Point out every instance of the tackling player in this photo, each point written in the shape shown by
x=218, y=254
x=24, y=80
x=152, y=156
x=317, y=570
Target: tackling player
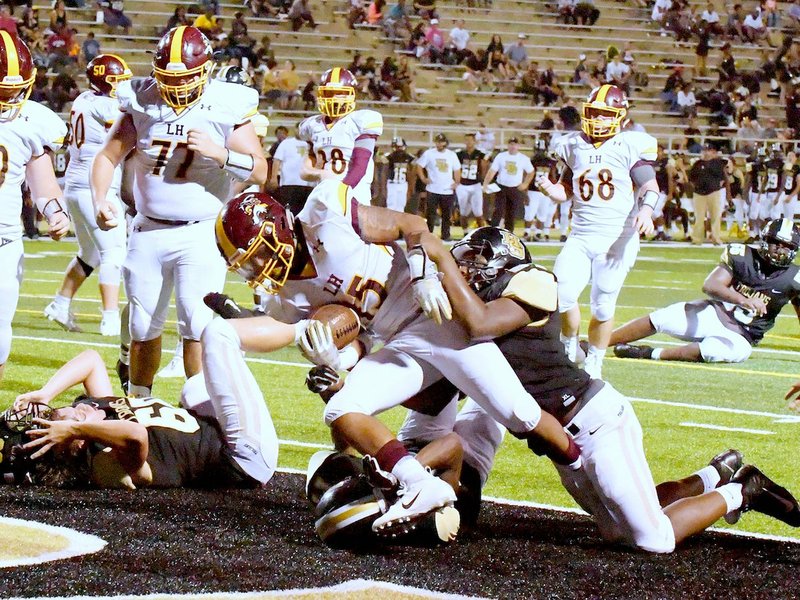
x=28, y=131
x=191, y=137
x=340, y=251
x=747, y=292
x=92, y=115
x=602, y=164
x=341, y=140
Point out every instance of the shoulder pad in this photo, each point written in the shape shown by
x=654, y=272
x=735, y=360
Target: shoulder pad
x=534, y=286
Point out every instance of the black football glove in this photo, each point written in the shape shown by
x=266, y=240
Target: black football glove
x=320, y=379
x=226, y=307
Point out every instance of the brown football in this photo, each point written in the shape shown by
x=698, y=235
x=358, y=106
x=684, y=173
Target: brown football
x=343, y=320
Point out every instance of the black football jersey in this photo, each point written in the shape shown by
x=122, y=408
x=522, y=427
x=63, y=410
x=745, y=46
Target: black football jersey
x=470, y=166
x=755, y=277
x=399, y=165
x=185, y=449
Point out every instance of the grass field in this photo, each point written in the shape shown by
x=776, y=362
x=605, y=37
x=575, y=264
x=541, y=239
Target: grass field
x=689, y=412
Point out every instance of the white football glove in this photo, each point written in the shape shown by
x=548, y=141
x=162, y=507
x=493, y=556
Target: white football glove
x=426, y=286
x=317, y=345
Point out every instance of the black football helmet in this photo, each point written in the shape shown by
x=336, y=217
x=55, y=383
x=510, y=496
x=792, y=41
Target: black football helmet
x=16, y=465
x=488, y=252
x=780, y=239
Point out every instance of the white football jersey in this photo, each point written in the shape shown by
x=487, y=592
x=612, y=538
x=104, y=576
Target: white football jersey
x=35, y=130
x=91, y=117
x=333, y=144
x=604, y=199
x=171, y=182
x=343, y=268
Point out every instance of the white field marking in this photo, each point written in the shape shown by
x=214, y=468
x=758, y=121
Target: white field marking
x=79, y=543
x=721, y=428
x=346, y=587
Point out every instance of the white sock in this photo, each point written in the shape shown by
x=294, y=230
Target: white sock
x=409, y=470
x=62, y=302
x=732, y=494
x=139, y=391
x=710, y=477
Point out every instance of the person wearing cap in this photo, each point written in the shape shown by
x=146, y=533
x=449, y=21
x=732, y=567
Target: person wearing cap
x=709, y=178
x=439, y=169
x=514, y=173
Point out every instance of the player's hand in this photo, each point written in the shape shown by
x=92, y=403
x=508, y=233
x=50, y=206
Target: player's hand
x=106, y=216
x=199, y=141
x=754, y=305
x=317, y=345
x=59, y=225
x=322, y=379
x=49, y=434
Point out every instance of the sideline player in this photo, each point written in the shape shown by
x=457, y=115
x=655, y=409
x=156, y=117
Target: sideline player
x=497, y=292
x=341, y=140
x=603, y=164
x=191, y=138
x=344, y=252
x=28, y=131
x=747, y=292
x=92, y=115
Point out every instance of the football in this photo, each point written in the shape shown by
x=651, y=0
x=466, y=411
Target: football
x=343, y=320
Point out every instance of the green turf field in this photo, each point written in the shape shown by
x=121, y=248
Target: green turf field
x=688, y=412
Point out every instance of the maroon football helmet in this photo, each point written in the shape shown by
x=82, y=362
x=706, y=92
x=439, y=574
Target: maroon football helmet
x=255, y=235
x=603, y=112
x=181, y=66
x=105, y=71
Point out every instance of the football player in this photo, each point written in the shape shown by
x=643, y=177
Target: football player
x=222, y=436
x=28, y=131
x=746, y=293
x=341, y=140
x=602, y=165
x=92, y=115
x=340, y=251
x=191, y=137
x=497, y=292
x=401, y=176
x=469, y=190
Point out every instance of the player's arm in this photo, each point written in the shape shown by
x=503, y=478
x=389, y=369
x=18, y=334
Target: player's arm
x=47, y=195
x=120, y=141
x=87, y=369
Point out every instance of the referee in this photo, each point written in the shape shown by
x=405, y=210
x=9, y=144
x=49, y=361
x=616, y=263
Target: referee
x=514, y=173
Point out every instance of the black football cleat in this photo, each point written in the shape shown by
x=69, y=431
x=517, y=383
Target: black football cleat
x=761, y=494
x=632, y=351
x=727, y=463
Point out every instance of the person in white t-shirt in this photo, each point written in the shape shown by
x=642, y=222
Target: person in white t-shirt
x=514, y=173
x=440, y=170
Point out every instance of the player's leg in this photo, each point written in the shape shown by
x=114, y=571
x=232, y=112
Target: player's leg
x=11, y=261
x=199, y=269
x=238, y=404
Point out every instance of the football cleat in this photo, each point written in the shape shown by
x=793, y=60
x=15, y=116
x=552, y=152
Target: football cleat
x=413, y=503
x=761, y=494
x=633, y=351
x=65, y=318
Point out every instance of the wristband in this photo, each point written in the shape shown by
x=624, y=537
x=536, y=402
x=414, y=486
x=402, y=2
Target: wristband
x=239, y=165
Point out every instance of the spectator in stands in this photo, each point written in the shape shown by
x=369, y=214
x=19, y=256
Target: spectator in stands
x=753, y=28
x=113, y=16
x=586, y=13
x=618, y=73
x=517, y=55
x=396, y=23
x=299, y=13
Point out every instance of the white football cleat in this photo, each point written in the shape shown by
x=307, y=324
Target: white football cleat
x=414, y=501
x=65, y=318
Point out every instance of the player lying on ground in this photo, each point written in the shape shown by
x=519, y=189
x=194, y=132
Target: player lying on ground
x=747, y=292
x=497, y=292
x=340, y=251
x=226, y=439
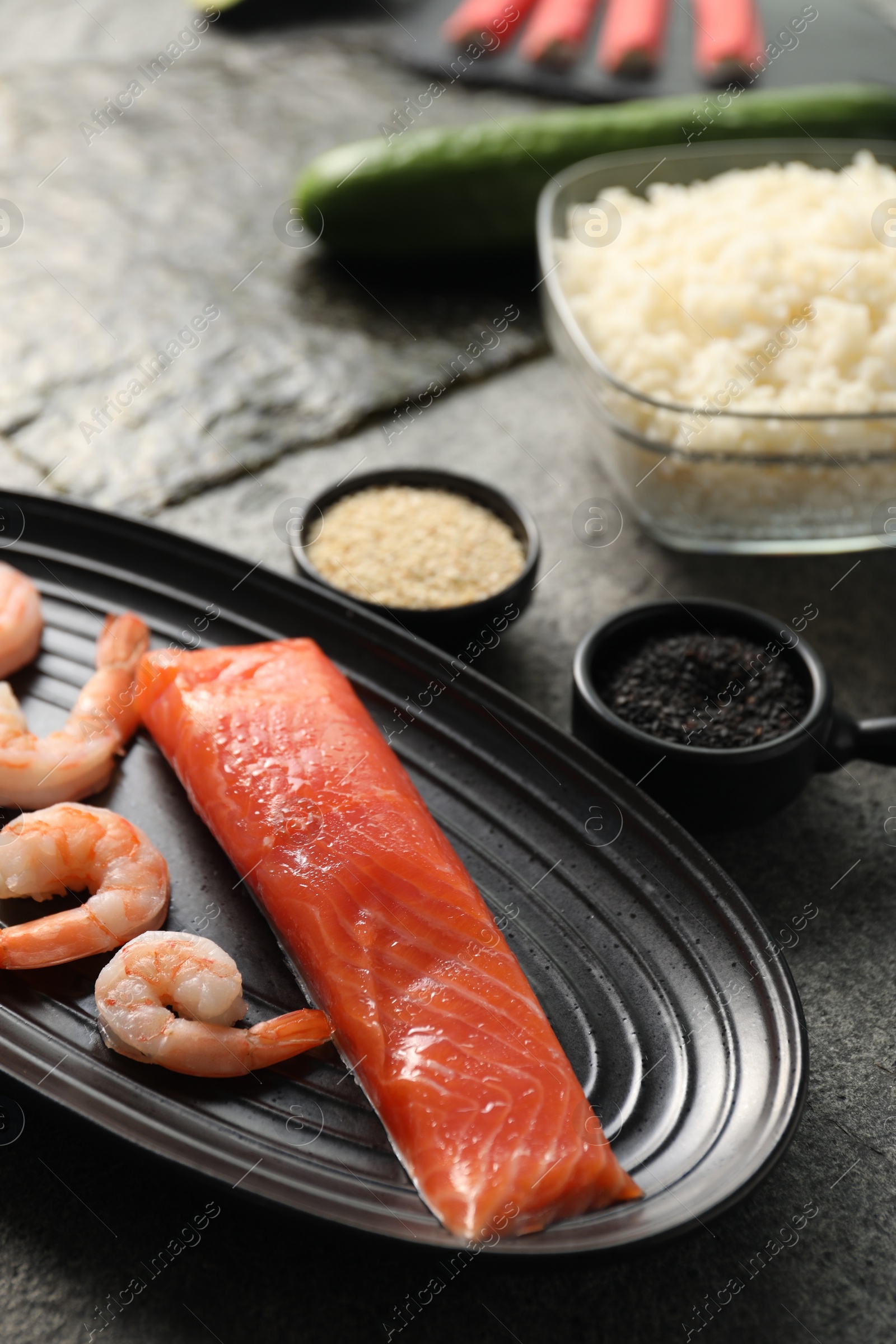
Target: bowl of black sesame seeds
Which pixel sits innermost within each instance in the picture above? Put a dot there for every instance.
(719, 711)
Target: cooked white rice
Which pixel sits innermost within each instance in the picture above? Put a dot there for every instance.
(760, 290)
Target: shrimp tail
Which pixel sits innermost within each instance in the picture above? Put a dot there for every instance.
(54, 940)
(206, 1050)
(123, 642)
(281, 1038)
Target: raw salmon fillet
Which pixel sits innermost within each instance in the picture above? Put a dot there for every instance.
(428, 1003)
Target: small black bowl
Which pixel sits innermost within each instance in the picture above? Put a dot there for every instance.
(449, 627)
(727, 787)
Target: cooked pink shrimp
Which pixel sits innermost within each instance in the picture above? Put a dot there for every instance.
(76, 847)
(21, 620)
(78, 760)
(200, 982)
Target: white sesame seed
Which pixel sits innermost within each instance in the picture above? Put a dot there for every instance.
(416, 549)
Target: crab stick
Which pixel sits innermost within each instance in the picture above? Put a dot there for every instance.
(473, 21)
(727, 38)
(557, 30)
(632, 37)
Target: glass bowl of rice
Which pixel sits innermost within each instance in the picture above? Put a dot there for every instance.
(729, 312)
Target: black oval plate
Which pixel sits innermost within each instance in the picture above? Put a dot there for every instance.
(682, 1023)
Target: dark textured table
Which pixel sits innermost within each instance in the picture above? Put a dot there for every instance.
(809, 1253)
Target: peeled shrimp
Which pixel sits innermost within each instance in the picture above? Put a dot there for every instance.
(21, 620)
(78, 760)
(200, 982)
(70, 847)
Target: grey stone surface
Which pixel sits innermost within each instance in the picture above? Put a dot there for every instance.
(133, 230)
(80, 1210)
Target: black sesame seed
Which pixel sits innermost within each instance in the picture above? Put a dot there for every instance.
(708, 691)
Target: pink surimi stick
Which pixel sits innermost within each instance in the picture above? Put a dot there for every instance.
(474, 19)
(557, 30)
(632, 35)
(727, 37)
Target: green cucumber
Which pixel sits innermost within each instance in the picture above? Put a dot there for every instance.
(474, 187)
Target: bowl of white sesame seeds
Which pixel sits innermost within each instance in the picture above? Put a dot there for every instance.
(446, 557)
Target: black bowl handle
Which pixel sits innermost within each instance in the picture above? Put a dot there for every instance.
(863, 740)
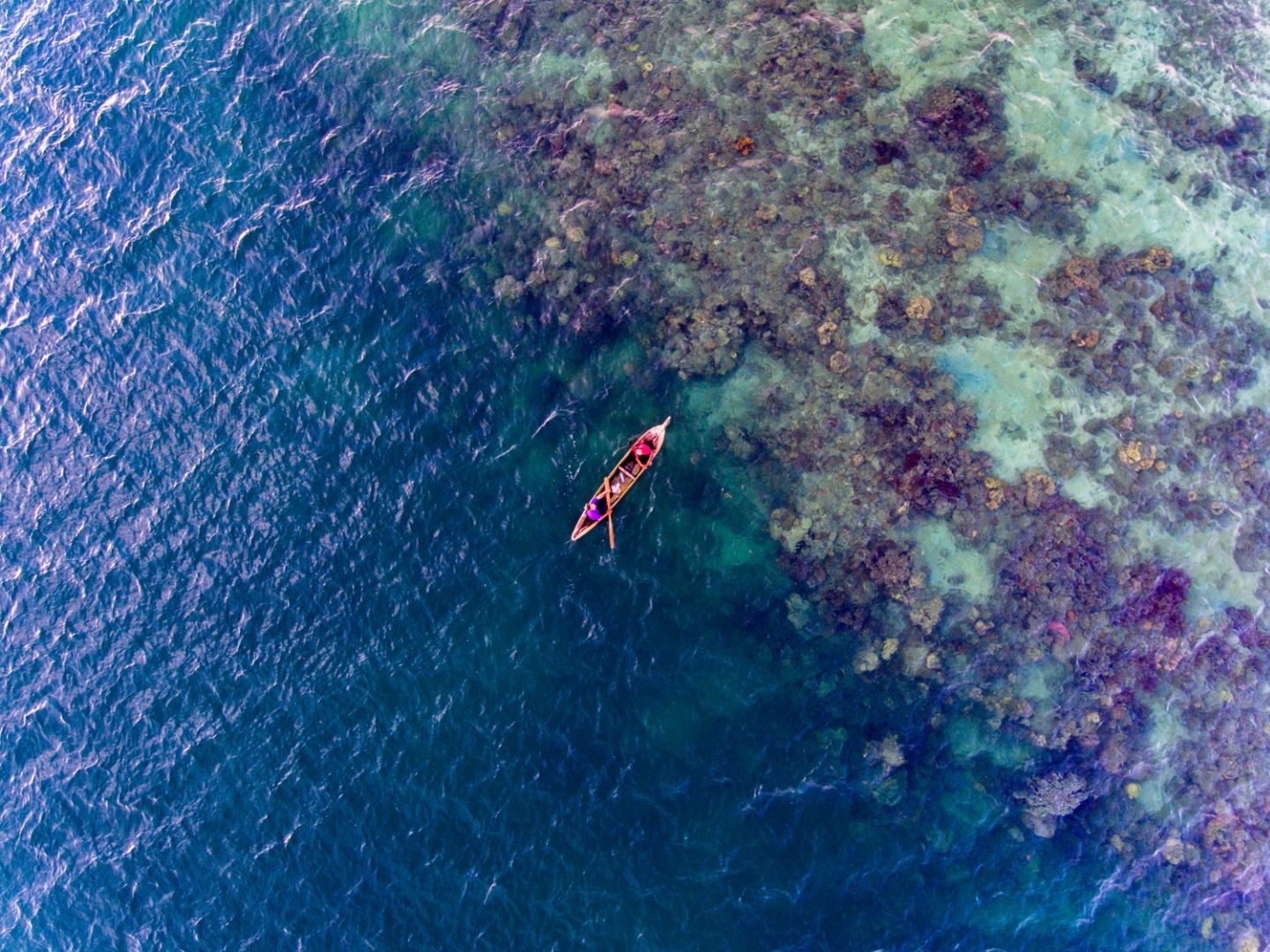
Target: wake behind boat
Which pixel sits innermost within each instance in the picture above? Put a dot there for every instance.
(618, 483)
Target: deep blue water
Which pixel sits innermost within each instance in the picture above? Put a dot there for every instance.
(295, 651)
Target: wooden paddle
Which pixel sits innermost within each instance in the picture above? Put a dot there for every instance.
(608, 500)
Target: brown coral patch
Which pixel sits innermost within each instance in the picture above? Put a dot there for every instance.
(918, 308)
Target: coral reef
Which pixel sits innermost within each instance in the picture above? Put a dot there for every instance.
(1049, 799)
(799, 207)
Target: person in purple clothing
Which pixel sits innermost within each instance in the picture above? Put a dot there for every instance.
(596, 509)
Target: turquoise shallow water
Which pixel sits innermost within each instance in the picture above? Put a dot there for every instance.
(295, 650)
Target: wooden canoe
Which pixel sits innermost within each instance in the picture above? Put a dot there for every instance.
(621, 478)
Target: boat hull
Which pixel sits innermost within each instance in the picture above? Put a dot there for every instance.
(621, 478)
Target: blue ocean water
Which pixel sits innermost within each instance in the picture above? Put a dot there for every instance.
(295, 650)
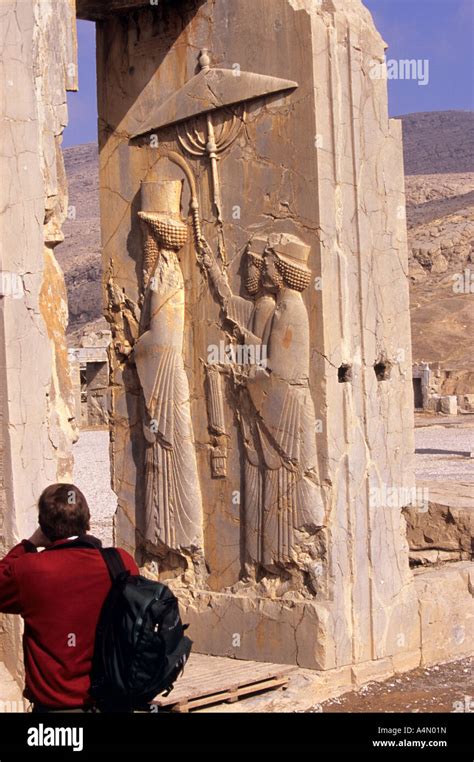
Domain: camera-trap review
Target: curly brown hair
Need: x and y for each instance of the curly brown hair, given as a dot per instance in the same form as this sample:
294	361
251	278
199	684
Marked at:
63	512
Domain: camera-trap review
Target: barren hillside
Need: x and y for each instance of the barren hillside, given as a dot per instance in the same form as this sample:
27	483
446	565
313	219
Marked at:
439	168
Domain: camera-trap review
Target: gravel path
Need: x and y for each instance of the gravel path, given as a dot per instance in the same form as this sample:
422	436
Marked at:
442	453
440	456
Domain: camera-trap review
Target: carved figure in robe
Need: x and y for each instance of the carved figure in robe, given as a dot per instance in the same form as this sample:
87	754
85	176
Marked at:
275	408
172	489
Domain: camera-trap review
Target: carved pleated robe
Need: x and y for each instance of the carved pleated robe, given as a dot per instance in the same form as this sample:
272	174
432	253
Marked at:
173	493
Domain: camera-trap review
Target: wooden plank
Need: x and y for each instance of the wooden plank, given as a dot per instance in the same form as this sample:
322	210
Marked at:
224	678
97	10
228	696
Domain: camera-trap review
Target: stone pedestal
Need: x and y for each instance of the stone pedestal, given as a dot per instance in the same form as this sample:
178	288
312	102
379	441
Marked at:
293	171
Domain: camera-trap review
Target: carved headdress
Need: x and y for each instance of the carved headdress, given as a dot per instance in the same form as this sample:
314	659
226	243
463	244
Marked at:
161	218
292	259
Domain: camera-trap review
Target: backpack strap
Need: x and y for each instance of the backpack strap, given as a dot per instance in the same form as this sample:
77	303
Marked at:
114	562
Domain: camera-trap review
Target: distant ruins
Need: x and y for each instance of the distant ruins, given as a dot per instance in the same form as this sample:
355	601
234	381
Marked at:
260	396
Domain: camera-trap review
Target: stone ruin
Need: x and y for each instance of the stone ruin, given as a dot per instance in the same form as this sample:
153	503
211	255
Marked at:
440	389
255	282
89	366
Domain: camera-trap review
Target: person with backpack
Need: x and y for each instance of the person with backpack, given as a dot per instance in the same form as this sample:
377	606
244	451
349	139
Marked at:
97	635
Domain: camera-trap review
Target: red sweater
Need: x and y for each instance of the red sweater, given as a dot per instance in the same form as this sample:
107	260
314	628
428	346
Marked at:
59	594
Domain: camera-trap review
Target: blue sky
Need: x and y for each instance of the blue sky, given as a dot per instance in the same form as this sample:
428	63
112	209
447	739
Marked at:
440	31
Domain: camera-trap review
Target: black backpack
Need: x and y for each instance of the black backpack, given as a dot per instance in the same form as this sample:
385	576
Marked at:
140	647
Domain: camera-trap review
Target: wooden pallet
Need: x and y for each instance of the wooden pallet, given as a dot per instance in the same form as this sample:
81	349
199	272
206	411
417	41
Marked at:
213	680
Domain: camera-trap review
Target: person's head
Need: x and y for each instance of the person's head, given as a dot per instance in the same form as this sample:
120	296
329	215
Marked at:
253	275
286	259
63	512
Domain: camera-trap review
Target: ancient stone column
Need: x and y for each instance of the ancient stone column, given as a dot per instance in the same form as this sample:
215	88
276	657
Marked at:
296	343
36	402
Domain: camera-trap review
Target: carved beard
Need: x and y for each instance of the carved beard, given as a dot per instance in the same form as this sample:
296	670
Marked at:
252	283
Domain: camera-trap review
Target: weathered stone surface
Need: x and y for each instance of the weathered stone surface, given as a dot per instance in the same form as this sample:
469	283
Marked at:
331	586
37	426
443	532
446	612
449	405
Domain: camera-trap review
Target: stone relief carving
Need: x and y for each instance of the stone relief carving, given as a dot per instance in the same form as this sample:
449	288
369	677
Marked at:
274	404
173	494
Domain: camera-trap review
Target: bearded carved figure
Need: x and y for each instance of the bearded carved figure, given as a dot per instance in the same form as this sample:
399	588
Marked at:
283	502
173	493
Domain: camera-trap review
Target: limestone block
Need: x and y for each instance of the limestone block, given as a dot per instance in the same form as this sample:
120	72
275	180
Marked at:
446	527
37	423
466	402
283	245
446	609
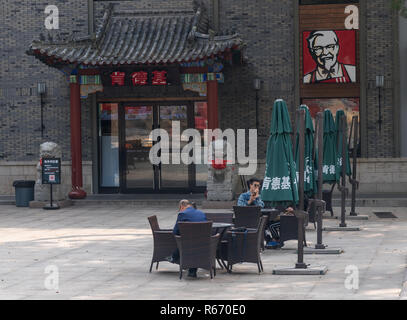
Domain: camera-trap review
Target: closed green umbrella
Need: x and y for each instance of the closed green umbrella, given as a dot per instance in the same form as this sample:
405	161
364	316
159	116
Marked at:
329	163
280	181
340	114
310	186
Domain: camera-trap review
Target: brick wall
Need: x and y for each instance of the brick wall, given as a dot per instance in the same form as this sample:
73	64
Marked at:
379	34
266	26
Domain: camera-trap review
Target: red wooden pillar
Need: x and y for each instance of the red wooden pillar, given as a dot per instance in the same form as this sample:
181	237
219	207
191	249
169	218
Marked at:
76	144
213	116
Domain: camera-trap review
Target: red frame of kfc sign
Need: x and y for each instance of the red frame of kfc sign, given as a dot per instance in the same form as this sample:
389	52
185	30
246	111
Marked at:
329	56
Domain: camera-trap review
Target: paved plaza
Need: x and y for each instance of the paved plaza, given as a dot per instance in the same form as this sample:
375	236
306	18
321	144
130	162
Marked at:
104	252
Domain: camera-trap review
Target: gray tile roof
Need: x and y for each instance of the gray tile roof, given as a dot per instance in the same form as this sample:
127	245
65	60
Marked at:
139	38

-=-=-=-=-

Can you write the items again, starting at the beginning and ending at the line with "x=780, y=239", swapping "brown football" for "leather football" and changing nothing else? Leave the pictures out.

Point out every instance of the tackling player in this photo, each point written in the shape shown by
x=218, y=254
x=24, y=80
x=152, y=156
x=317, y=570
Target: tackling player
x=28, y=131
x=191, y=137
x=340, y=251
x=747, y=292
x=92, y=115
x=602, y=164
x=341, y=140
Point out every instance of the shoulder pad in this photo, each point written in the shape shown by
x=654, y=272
x=735, y=360
Target: shoulder pad
x=534, y=286
Point out every instance of the black football glove in this photo, each point written in the shape shown by
x=266, y=240
Target: black football glove
x=320, y=379
x=226, y=307
Point out every instance of the leather football in this photo, each point written in the shape shown by
x=698, y=235
x=358, y=106
x=684, y=173
Target: leather football
x=343, y=320
Point out every instance of the black football jersey in this photo, each point written in the shape shown by
x=122, y=408
x=522, y=427
x=63, y=410
x=745, y=46
Target: black football jersey
x=470, y=166
x=755, y=277
x=399, y=165
x=185, y=449
Point out every instance of the grass field in this photo, each point written in the shape shown by
x=776, y=362
x=605, y=37
x=575, y=264
x=541, y=239
Target: grass field
x=689, y=412
Point out every instance of the white football glove in this photo, each point written in the shape shown by
x=548, y=141
x=162, y=507
x=493, y=556
Target: white football glove
x=426, y=286
x=317, y=345
Point out every instance of the black football helmet in this photo, each point written in the shape shown by
x=336, y=217
x=55, y=383
x=510, y=496
x=792, y=41
Target: black football helmet
x=16, y=465
x=488, y=252
x=780, y=239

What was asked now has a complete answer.